▶ [Selected extract]:
§

The ACCC first brought its case against Pfizer in February 2014, alleging that Pfizer had misused its market power as the patent holder of the cholesterol-lowering drug atorvastatin, which it marketed under the brand name “Lipitor”. It was alleged that Pfizer had taken advantage of its substantial market power by preventing or deterring manufacturers of generic atorvastatin from engaging in competitive conduct after the expiry of the drug’s patent.

It also alleged that Pfizer had engaged in exclusive dealing with the purpose of substantially lessening competition in the market for atorvastatin through discounts and rebates offered on Pfizer’s own generic brand of atorvastatin.

The ACCC lost at first instance and on appeal to the Full Court of the Federal Court of Australia.

The action was brought using the former section 46 of the Competition and Consumer Act 2010 which prohibited a business with substantial market power from taking advantage of its market power for a specified anti-competitive purpose. This section has since been amended by introducing an effects test, under which a breach will occur if the conduct has the purpose, effect or likely effect of substantially lessening competition.

§

(Object pointing dataset rows)
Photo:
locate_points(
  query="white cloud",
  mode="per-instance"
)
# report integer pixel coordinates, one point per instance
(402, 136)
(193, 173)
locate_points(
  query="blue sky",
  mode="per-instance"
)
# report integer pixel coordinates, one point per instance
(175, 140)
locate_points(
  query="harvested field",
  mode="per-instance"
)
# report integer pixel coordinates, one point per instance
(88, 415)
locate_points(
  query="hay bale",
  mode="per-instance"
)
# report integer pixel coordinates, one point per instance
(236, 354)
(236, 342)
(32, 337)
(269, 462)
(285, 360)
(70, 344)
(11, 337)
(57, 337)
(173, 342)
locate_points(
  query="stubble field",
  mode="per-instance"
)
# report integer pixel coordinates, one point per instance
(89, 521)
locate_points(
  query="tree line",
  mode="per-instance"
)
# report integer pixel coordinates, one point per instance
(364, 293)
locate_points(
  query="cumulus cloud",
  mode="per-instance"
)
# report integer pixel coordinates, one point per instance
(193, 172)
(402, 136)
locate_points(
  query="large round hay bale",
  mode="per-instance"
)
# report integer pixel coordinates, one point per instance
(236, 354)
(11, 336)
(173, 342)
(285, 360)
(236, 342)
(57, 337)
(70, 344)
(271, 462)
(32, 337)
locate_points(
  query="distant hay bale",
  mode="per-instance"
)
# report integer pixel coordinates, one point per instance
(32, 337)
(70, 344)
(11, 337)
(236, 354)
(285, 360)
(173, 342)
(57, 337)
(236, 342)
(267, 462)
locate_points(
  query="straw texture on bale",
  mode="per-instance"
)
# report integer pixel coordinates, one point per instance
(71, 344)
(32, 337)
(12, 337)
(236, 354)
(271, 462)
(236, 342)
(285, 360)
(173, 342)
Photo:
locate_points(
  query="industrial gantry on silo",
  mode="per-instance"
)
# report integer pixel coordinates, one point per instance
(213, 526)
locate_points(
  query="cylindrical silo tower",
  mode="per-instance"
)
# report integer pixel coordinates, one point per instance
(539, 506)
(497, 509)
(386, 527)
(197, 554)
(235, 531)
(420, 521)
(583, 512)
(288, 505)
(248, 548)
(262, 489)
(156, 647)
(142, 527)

§

▶ [Stated goal 1]: Reproduce the passage on the ACCC's case against Pfizer from "The ACCC first" to "the drug’s patent.".
▶ [Stated goal 2]:
Answer the following questions using the passage on the ACCC's case against Pfizer:
(a) In what month and year did the ACCC first bring its case against Pfizer?
(b) Under what brand name did Pfizer market atorvastatin?
(c) Which section of which Act was the action brought under?
▶ [Stated goal 3]: Continue the passage on the ACCC's case against Pfizer from its final sentence.

▶ [Output 1]:
The ACCC first brought its case against Pfizer in February 2014, alleging that Pfizer had misused its market power as the patent holder of the cholesterol-lowering drug atorvastatin, which it marketed under the brand name “Lipitor”. It was alleged that Pfizer had taken advantage of its substantial market power by preventing or deterring manufacturers of generic atorvastatin from engaging in competitive conduct after the expiry of the drug’s patent.

▶ [Output 2]:
(a) February 2014
(b) Lipitor
(c) The former section 46 of the Competition and Consumer Act 2010

▶ [Output 3]:
The High Court refused special leave with costs. It found the proposed appeal necessarily involved challenges to findings of fact or mixed law and fact made by the courts below.

The problem for the ACCC was that there had been findings in the lower courts that the purpose of the actions that the ACCC sought to impugn was the legitimate purpose of providing rigorous competition rather than the illegitimate purpose of substantially lessening competition.

Whilst the ACCC was not successful in this case, under the new effects test it is expected that it will be easier for it to successfully bring actions of this kind against companies who are engaging in conduct that constitutes a misuse of market power.